ACTIVITY 1
Copy the passage of the abstract below on 4-phenylbutyrate and doxorubicin that begins with the words containing "4-Phenylbutyrate attenuates doxorubicin-induced" and ends with "and endothelial-mesenchymal transition.".
ACTIVITY 2
Answer these questions using the abstract below on 4-phenylbutyrate and doxorubicin.
(a) How many weeks after doxorubicin treatment were echocardiography, urinalysis, and blood tests performed?
(b) By what route was 4-PBA given?
(c) In which two cell lines did doxorubicin activate ER stress?

4-Phenylbutyrate attenuates doxorubicin-induced cardiorenal comorbidity by suppressing ER stress-mediated epithelial-mesenchymal transition and endothelial-mesenchymal transition.

Abstract

OBJECTIVE: Cardiorenal syndrome (CRS), a spectrum of disorders involving intertwined cardiac and renal dysfunction, poses a significant challenge to mechanistic research due to a lack of accurate in vivo models. This study investigated the role of endoplasmic reticulum (ER) stress in mediating endothelial-to-mesenchymal transition (EndMT) and epithelial-to-mesenchymal transition (EMT) in a mouse model of cardiorenal comorbidity. Moreover, we investigated the therapeutic potential of 4-phenylbutyrate (4-PBA), an ER stress inhibitor, in attenuating cardiorenal comorbidity. METHODS: We employed a doxorubicin (Dox)-induced mouse model of cardiorenal comorbidity to investigate the role of ER stress in mediating EndMT and EMT. Six weeks post-Dox treatment, echocardiography, urinalysis, and blood tests were performed, complemented by immunofluorescence and Western blot analyses of cardiac and renal tissues. 4-PBA was intraperitoneally administered to evaluate the effect of ER stress inhibition on cardiorenal comorbidity. RESULTS: Dox administration significantly impaired cardiac and renal function, accompanied by pronounced fibrosis and upregulation of EndMT, EMT and ER stress markers. 4-PBA treatment attenuated cardiac injury, restored function, and ameliorated renal lesions. Consistent with in vivo results, Dox activated ER stress in HUVEC and HK-2 cells, promoting mesenchymal transformation. Critically, 4-PBA suppressed EndMT and EMT in vitro, supporting ER stress involvement in these processes. CONCLUSIONS: Our findings demonstrate that Dox induces concurrent cardiorenal dysfunction, primarily through ER stress-mediated EndMT and EMT transitions. Importantly, pharmacological inhibition of ER stress with 4-PBA attenuated these pathological changes, suggesting its potential as a therapeutic strategy for cardiorenal syndrome.

(Extracted records)
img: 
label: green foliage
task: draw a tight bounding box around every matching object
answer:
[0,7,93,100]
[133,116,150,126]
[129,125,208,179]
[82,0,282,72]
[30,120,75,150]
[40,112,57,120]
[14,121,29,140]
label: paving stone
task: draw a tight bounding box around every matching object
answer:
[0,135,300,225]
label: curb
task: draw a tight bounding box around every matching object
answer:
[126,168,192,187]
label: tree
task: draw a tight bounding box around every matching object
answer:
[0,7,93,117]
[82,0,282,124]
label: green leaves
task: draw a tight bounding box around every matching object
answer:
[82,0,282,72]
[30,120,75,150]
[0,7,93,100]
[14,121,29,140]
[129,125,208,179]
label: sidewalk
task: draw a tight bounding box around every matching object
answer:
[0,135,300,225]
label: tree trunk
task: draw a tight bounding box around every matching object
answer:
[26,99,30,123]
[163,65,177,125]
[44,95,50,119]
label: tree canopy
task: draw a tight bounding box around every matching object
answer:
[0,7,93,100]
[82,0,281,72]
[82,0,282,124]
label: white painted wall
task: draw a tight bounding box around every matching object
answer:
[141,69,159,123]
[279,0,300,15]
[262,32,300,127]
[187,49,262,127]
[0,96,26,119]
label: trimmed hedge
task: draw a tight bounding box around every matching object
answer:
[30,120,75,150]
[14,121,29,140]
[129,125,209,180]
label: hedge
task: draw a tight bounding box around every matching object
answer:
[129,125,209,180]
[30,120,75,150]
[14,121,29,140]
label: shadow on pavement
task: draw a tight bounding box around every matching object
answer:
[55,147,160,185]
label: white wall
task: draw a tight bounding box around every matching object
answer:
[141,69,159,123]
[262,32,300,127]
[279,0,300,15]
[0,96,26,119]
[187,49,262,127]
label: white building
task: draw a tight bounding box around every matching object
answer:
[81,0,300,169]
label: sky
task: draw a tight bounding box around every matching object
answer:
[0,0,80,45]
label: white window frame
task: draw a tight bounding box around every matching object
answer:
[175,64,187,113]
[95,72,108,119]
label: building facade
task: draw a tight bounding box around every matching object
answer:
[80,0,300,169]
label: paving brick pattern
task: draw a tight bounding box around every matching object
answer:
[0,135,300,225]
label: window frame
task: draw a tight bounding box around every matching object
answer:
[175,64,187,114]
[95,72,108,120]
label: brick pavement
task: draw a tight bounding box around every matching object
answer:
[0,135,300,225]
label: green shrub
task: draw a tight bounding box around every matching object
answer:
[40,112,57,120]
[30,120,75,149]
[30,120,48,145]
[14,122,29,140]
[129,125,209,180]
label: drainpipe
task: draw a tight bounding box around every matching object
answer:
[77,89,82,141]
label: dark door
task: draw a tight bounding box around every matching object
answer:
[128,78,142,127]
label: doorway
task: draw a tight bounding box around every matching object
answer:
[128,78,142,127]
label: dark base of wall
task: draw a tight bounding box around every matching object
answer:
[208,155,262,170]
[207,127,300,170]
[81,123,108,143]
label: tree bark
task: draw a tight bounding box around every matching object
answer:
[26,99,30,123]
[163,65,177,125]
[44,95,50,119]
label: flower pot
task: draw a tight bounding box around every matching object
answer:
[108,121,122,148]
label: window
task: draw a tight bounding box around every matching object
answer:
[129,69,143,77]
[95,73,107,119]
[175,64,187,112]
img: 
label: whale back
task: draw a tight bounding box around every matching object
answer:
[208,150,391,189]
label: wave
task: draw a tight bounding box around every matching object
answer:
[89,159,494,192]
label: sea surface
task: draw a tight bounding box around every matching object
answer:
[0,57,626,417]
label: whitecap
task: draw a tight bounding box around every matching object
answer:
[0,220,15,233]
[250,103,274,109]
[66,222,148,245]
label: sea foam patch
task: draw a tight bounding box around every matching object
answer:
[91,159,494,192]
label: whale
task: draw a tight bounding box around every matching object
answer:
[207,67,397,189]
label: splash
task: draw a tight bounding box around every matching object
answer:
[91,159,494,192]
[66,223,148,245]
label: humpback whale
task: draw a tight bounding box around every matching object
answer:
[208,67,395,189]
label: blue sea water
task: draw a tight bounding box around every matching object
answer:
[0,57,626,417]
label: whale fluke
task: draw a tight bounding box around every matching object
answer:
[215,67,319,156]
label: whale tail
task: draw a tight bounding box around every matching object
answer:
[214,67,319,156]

OUTPUT 1
4-Phenylbutyrate attenuates doxorubicin-induced cardiorenal comorbidity by suppressing ER stress-mediated epithelial-mesenchymal transition and endothelial-mesenchymal transition.

OUTPUT 2
(a) Six weeks.
(b) Intraperitoneally.
(c) HUVEC and HK-2 cells.